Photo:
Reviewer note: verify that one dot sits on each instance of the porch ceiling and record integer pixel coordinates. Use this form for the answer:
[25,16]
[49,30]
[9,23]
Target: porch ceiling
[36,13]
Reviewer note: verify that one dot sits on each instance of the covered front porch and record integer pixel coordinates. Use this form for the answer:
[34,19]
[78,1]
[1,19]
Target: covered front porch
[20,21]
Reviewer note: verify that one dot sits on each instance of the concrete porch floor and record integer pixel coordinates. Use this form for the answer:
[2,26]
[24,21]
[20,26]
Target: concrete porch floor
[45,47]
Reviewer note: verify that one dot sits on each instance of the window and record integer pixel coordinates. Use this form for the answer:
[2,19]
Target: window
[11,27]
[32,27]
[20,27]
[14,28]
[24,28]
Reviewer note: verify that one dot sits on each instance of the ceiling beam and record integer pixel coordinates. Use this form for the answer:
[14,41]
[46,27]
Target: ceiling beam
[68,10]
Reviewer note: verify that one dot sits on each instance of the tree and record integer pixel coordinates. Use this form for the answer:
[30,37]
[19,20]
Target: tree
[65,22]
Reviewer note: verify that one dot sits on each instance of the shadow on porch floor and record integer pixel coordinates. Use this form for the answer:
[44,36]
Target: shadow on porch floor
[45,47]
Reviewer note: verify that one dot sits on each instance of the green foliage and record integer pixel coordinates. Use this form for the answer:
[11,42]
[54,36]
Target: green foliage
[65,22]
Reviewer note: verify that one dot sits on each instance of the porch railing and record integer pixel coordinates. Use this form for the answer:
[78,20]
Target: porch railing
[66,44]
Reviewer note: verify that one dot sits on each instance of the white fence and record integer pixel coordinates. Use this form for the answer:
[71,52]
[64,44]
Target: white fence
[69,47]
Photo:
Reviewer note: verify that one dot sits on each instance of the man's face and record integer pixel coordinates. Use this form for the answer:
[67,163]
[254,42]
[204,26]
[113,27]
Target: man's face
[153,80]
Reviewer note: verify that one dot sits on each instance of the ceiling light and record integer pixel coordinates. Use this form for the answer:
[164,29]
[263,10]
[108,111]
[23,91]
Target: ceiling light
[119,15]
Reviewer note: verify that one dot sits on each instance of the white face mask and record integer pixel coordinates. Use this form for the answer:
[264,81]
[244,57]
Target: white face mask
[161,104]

______

## [WHAT TO WORK ON]
Reproduce the whole listing word for word.

## [EXPECTED OUTPUT]
Photo:
Reviewer note: verify that one dot sits on each instance of the porch ceiling and record integer pixel coordinates. Use this form for the answer:
[25,16]
[49,30]
[9,23]
Target: porch ceiling
[36,13]
Reviewer note: verify that one dot sits on each instance of the covered front porch and record integer pixel coordinates. Use this form for the answer:
[34,19]
[78,1]
[1,19]
Target: covered front porch
[20,21]
Reviewer note: verify that one dot sits on each instance of the concrete porch floor and record integer pixel coordinates. Use this form for the answer:
[2,26]
[24,21]
[20,26]
Target: concrete porch floor
[45,47]
Reviewer note: verify that one dot sits on each instance of the window and record integer pixel coordinates. Use this form for the answer:
[2,19]
Target: window
[11,27]
[32,27]
[20,27]
[14,28]
[24,28]
Reviewer note: verify that one dot sits on each instance of the ceiling beam and record integer pixel coordinates. Use this form for the answer:
[14,41]
[46,27]
Target: ceiling beam
[68,10]
Reviewer note: verify that one dot sits on each instance of the tree and record integer pixel coordinates. Use this form for the answer:
[30,37]
[19,20]
Target: tree
[65,22]
Reviewer note: verify that one dot sits on each instance of the shadow on porch floor and record integer pixel coordinates. Use this form for the answer:
[44,36]
Target: shadow on porch floor
[45,47]
Reviewer note: verify that one dot sits on each instance of the green foliage and record integer pixel coordinates. Use this form for the answer:
[11,42]
[54,36]
Target: green foliage
[65,22]
Reviewer note: verify that one dot sits on each instance of the porch railing and record integer pixel coordinates. Use this form for the answer:
[78,20]
Target: porch railing
[66,44]
Reviewer note: verify that one dot sits on each instance of the white fence and record integer pixel coordinates. Use this form for the answer:
[71,52]
[64,44]
Target: white fence
[69,47]
Photo:
Reviewer note: verify that one dot sits on each instance of the man's face and record integer pixel coordinates. Use this form for the answer:
[67,163]
[254,42]
[204,26]
[113,27]
Target: man's face
[153,80]
Reviewer note: verify that one dot sits on each instance of the ceiling light and record integer pixel coordinates. Use this form for the answer:
[164,29]
[263,10]
[108,111]
[23,91]
Target: ceiling light
[119,15]
Reviewer note: verify that one dot sits on each instance of the white face mask and record integer pixel coordinates. Use this form for the answer:
[264,81]
[244,57]
Target: white face mask
[161,104]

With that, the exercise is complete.